■ What you will do
Bring together copies of the lines in the data below that contain the word "geojson".

■ Available records
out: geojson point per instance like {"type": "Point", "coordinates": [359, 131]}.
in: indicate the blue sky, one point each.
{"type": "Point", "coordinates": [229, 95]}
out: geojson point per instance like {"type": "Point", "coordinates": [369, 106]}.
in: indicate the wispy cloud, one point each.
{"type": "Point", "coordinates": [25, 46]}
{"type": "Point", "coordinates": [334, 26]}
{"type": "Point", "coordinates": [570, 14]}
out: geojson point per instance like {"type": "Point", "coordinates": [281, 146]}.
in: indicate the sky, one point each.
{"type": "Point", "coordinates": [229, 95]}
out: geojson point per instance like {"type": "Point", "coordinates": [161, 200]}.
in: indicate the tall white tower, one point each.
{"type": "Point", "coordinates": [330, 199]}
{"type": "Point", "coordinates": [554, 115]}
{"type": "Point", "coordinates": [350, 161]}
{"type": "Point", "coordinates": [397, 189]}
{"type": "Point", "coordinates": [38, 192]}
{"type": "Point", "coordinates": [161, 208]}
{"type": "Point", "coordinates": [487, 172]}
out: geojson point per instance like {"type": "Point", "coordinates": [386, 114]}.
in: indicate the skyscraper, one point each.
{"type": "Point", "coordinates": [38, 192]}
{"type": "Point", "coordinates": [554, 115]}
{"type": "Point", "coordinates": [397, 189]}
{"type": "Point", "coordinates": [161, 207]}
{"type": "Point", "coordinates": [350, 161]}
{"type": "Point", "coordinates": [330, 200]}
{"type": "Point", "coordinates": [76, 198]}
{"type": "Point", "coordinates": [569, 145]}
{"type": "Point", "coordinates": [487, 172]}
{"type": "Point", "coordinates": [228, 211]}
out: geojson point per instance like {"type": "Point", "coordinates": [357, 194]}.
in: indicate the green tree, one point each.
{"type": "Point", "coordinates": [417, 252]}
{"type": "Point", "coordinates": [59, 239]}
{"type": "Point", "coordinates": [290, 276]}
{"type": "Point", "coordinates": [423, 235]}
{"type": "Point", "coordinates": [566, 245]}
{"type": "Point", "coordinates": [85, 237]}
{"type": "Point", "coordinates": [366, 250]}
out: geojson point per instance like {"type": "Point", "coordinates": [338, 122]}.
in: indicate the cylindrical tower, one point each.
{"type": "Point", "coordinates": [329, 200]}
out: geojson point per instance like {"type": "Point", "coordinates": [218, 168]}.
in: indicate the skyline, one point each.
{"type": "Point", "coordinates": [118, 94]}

■ Answer to this task
out: geojson point per instance like {"type": "Point", "coordinates": [359, 131]}.
out: geojson point per instance like {"type": "Point", "coordinates": [369, 106]}.
out: geojson point per instance like {"type": "Point", "coordinates": [281, 146]}.
out: geojson point per instance like {"type": "Point", "coordinates": [161, 200]}.
out: geojson point per instance like {"type": "Point", "coordinates": [386, 114]}.
out: geojson point per instance like {"type": "Point", "coordinates": [357, 194]}.
out: geojson point per instance like {"type": "Point", "coordinates": [338, 122]}.
out: geojson point per instance like {"type": "Point", "coordinates": [218, 168]}.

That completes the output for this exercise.